Throughout this pandemic, there has been a rush to project the potential impact of a new variant before enough details are available. Often these projections discount the fact that regardless of the variant(s) circulating at any given time, environmental and behavioral factors remain the primary drivers of infection transmission and subsequent risk for severe disease. Our entire modeling approach is based on the fundamental premise that the magnitude of viral spread and morbidity is most influenced by human behaviors (e.g., poor vaccination coverage, limited mask use in large indoor gatherings) and environmental factors (e.g., colder temperatures that drive people indoors).
Modifiable human behaviors, such as mask use and social distancing, alongside optimization of vaccine rates have been and will remain our most effective mitigation strategies. As such, it is more likely that the epidemiology of this pandemic during this holiday season, and any subsequent resurgence of disease, will be dictated by these factors rather than the emergence of a new variant. It remains possible that a variant will evolve that can completely evade protection from vaccine or natural infection, necessitating judicious surveillance measures, but this possibility remains small.

(TASKS)
1. Summarize the pandemic modeling passage in two sentences.
2. According to the pandemic modeling passage, what have been and will remain the most effective mitigation strategies?
3. Please continue the pandemic modeling passage from its last sentence.
These data entries come from a separate source.

Data entries:
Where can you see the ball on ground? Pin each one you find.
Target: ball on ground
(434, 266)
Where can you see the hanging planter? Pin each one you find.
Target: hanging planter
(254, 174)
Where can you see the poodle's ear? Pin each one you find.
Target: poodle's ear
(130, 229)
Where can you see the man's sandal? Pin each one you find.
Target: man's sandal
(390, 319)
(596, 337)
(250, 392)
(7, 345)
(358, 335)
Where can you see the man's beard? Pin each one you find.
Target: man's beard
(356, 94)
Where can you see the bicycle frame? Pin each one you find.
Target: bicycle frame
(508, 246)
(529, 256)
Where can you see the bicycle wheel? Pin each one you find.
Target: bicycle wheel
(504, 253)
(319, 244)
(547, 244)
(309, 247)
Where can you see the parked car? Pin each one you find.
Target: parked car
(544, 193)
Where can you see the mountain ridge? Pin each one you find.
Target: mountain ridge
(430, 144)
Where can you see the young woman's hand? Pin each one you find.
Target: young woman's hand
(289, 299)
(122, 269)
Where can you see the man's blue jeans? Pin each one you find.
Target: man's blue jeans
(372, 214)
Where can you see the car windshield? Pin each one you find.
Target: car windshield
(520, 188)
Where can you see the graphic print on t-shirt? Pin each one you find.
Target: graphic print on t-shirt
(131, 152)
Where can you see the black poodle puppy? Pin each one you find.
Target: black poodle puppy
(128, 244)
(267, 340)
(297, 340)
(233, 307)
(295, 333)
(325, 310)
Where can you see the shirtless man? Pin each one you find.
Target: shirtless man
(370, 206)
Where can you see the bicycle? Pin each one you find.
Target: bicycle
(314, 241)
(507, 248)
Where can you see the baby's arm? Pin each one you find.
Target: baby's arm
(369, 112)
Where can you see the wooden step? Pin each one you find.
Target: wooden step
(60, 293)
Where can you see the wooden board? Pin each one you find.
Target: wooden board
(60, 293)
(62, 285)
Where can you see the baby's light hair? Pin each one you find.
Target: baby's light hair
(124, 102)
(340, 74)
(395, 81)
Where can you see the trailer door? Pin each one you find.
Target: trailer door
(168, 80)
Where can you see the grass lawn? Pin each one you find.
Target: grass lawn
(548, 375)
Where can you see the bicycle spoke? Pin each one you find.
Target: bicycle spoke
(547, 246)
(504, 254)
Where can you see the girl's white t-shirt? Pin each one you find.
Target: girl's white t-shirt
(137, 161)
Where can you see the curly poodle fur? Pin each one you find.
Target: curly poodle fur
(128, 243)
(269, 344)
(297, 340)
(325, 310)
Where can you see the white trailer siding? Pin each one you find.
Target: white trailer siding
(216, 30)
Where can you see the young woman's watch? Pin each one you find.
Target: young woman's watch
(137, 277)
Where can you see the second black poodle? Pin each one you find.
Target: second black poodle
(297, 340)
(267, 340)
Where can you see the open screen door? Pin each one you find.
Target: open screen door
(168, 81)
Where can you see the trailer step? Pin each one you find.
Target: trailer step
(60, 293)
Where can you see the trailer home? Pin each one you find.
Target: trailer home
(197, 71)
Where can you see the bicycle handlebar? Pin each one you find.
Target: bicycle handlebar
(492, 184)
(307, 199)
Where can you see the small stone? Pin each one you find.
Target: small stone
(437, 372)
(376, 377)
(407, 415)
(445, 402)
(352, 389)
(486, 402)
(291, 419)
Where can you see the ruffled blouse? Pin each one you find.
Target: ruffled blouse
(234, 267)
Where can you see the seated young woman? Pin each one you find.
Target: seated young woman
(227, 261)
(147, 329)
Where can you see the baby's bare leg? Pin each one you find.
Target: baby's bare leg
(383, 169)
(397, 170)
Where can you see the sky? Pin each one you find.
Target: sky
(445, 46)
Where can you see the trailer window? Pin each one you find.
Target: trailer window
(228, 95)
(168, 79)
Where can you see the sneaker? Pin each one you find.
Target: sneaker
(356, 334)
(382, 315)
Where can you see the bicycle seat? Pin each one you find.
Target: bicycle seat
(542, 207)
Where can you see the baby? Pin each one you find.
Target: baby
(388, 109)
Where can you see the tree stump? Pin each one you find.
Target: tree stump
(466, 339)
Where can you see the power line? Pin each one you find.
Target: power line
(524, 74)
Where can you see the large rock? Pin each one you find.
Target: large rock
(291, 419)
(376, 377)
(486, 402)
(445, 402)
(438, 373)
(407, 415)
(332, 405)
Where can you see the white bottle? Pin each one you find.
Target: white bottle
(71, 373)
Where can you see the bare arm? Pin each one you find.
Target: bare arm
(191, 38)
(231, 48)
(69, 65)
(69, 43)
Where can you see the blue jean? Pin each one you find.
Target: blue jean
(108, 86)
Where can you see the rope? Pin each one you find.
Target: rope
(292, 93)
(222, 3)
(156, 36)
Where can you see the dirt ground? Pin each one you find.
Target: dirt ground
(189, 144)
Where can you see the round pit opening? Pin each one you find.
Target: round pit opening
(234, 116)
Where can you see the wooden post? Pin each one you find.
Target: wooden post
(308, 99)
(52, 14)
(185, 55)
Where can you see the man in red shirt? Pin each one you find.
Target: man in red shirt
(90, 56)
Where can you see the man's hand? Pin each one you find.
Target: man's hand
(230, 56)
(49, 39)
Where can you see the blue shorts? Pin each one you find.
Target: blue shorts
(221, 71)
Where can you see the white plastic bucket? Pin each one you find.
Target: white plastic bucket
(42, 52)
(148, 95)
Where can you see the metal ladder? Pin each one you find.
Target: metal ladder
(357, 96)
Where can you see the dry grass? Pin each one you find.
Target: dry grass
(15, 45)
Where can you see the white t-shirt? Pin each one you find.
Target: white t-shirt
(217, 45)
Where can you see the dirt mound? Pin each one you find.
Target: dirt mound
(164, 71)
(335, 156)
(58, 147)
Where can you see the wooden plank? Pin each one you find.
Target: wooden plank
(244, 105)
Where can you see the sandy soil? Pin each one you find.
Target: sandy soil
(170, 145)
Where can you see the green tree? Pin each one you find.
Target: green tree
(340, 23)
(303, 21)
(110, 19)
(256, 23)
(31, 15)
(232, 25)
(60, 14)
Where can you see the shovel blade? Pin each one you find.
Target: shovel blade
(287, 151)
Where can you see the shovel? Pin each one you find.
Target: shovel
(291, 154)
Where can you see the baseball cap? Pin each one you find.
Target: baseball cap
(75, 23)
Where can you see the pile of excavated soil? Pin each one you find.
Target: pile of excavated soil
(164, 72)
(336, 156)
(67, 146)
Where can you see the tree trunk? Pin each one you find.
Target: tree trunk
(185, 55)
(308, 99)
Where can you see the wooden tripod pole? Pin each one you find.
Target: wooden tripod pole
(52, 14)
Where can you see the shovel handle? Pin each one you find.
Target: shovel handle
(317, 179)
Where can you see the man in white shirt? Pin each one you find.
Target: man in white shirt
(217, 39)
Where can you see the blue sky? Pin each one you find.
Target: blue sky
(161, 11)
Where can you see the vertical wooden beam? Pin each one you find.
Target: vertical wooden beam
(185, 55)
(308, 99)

(SET OF ANSWERS)
1. Projections of a new variant's impact are often made before enough details are known, and they tend to discount the fact that environmental and behavioral factors remain the main drivers of transmission and severe disease. Mask use, social distancing, and higher vaccine rates remain the most effective mitigation strategies, and a variant that completely evades protection is possible but unlikely.

2. Modifiable human behaviors such as mask use and social distancing, alongside optimization of vaccine rates.

3.
Omicron, which was just detected for the first time in the U.S., may account for a rising proportion of cases in the United States in the late winter and spring of 2022, but it does not guarantee that the trends in case incidence during this time period will be any different than what would happen if delta remained the dominant variant. Last year’s improvements after New Year’s Day are likely a stronger predictor of trends we might expect in late winter this year than the arrival of a new variant strain. Other variants, including the beta and gamma variants, were unable to get much traction in this country in the face of the delta strain and rising population immunity.
What should we do now?
The approach to this holiday season and beyond has not changed. The presence of a potentially more transmissible strain should strengthen our resolve to continue promoting vaccination of adults and children who have not yet received them. Reports of potentially increased impacts in younger children in South Africa hasten the need to review data on vaccine efficacy and safety for children under 5. Those who are eligible for booster doses of the vaccine should obtain them quickly, to maximize the concentration of neutralizing antibody response circulating in their systems, which to date have been effective against each newly detected variant. If omicron proves to be more tolerant to vaccine-induced neutralizing antibodies, vaccine producers are poised to update their vaccines.
While the news about omicron was unwelcome, it is not entirely unexpected and does not need to lead to mass hysteria. The propensity of SARS-CoV-2 to mutate over time has been a given, much like other seasonal respiratory viruses. As scientists gather more information, we would advise patience and resist the temptation to over-reach in response to news of each new variant. Regardless, the basic fundamentals of the pandemic have not changed, and we are still optimistic that rates of SARS-CoV-2 infections will decline after the holidays and beyond. If rates were to surge again because omicron proves to be more transmissible and able to escape immunity, we need only pivot back to time-limited recommendations for masking indoors during periods of resurgence.